Directions:
1: In the forum thread on tagging sentences by topic, write out the passage that begins at the words "Reputation: 305" and stops after the words "for my problem.".
2: In the forum thread on tagging sentences by topic, why does the reply suggest that building a custom classifier may not suit the asker?
___ Text section ___
Damian Grzanka
Damian Grzanka

Reputation: 305

How to find if the topic is mentioned in the sentence ? - nlp

I am pretty new to NLP, and I am looking for the most appropriate solution for my problem.

In simplification, I want to create a "tag list" from the title.

Tags are predefined, and I can easily label examples for training.

Simple examples:

Format "exemplary sentence" - "exemplary tag list"

I don't need the specific value of the tag

e.g. tags = { Animal: Elephant } is as useful as tags = [Animals]

I could find the only solutions that extract the entity. I only came up with a building list of matcher and then trying them all, is there any clever and performant way to do it?

Thanks for any suggestions, tips, and resources, Have a nice day :)

Upvotes: 2

Views: 1617

Answers (2)

Moritz
Moritz

Reputation: 3225

You could build your own custom classifier (as suggested by polm23), but given that you are new to NLP this might be too complicated and time consuming.
___ Extracted information ___
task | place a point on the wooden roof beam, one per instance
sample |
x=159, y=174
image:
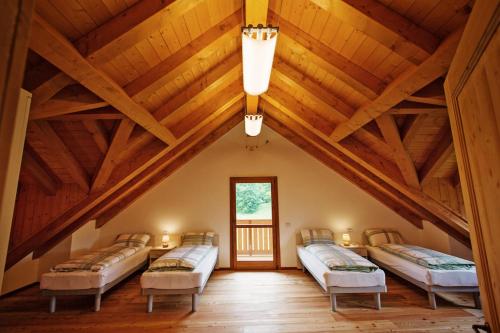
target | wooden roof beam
x=406, y=107
x=386, y=172
x=36, y=168
x=98, y=134
x=438, y=156
x=94, y=204
x=390, y=131
x=55, y=48
x=323, y=56
x=45, y=133
x=386, y=26
x=69, y=100
x=402, y=87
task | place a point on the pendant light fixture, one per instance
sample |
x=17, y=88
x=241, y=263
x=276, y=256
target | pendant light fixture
x=258, y=44
x=253, y=124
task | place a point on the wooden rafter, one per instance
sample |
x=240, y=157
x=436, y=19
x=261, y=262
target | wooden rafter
x=385, y=171
x=42, y=131
x=438, y=156
x=69, y=100
x=55, y=48
x=49, y=88
x=33, y=164
x=405, y=108
x=345, y=70
x=95, y=202
x=390, y=131
x=386, y=26
x=405, y=85
x=98, y=134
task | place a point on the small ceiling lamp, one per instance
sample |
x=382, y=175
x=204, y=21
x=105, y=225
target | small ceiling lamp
x=253, y=124
x=258, y=44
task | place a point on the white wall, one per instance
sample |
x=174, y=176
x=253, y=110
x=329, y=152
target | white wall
x=196, y=197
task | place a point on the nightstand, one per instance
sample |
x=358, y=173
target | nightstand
x=157, y=252
x=358, y=249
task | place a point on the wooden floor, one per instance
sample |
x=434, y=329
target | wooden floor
x=283, y=301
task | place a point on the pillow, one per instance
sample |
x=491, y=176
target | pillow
x=316, y=236
x=198, y=238
x=133, y=240
x=378, y=237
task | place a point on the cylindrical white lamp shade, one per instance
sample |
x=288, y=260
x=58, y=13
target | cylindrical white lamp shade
x=253, y=124
x=258, y=55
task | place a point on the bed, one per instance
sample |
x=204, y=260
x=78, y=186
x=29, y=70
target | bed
x=431, y=280
x=88, y=282
x=178, y=282
x=336, y=282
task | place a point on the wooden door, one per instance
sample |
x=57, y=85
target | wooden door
x=473, y=95
x=254, y=223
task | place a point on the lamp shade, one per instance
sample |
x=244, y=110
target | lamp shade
x=346, y=238
x=253, y=124
x=258, y=46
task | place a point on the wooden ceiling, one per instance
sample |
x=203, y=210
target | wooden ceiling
x=127, y=91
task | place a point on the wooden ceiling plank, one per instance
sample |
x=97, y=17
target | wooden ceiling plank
x=70, y=100
x=386, y=172
x=411, y=127
x=385, y=25
x=348, y=72
x=49, y=88
x=303, y=84
x=81, y=213
x=390, y=131
x=362, y=179
x=45, y=180
x=214, y=39
x=438, y=156
x=118, y=144
x=45, y=133
x=402, y=87
x=98, y=134
x=130, y=27
x=55, y=48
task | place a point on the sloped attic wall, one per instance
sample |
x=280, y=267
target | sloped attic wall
x=196, y=198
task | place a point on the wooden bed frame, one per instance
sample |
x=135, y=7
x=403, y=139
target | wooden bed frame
x=97, y=292
x=194, y=292
x=431, y=289
x=334, y=291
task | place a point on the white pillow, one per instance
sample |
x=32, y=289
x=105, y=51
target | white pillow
x=378, y=237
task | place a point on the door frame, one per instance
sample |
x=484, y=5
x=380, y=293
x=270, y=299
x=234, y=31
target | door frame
x=276, y=263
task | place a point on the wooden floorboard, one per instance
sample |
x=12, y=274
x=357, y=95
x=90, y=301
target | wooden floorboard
x=280, y=301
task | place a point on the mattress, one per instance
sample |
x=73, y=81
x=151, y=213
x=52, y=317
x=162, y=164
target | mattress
x=182, y=279
x=331, y=278
x=90, y=280
x=431, y=277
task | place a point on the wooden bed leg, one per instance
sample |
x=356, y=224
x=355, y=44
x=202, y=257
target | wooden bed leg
x=150, y=303
x=333, y=301
x=52, y=304
x=432, y=300
x=477, y=300
x=194, y=299
x=97, y=302
x=378, y=304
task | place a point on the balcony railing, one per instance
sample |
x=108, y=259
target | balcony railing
x=254, y=240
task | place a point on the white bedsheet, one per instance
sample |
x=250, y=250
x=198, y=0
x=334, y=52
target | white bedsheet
x=431, y=277
x=182, y=279
x=330, y=278
x=88, y=280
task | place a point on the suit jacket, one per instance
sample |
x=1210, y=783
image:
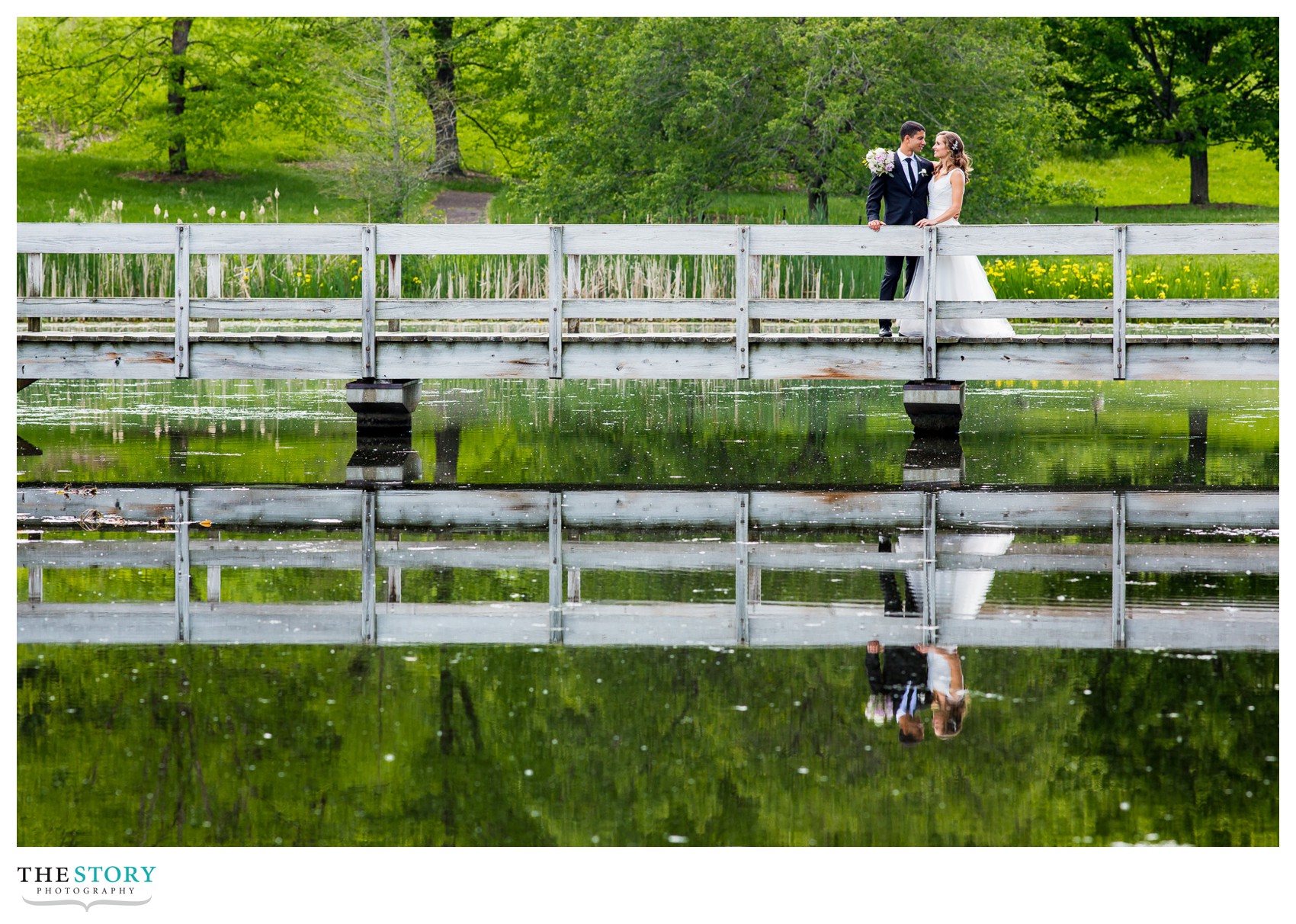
___
Answers to the exercise:
1:
Reputation: 305

How to find if the topic is mentioned in the sentence ? - nlp

I am pretty new to NLP, and I am looking for the most appropriate solution for my problem.

2: The asker is new to NLP, so building one might be too complicated and time-consuming.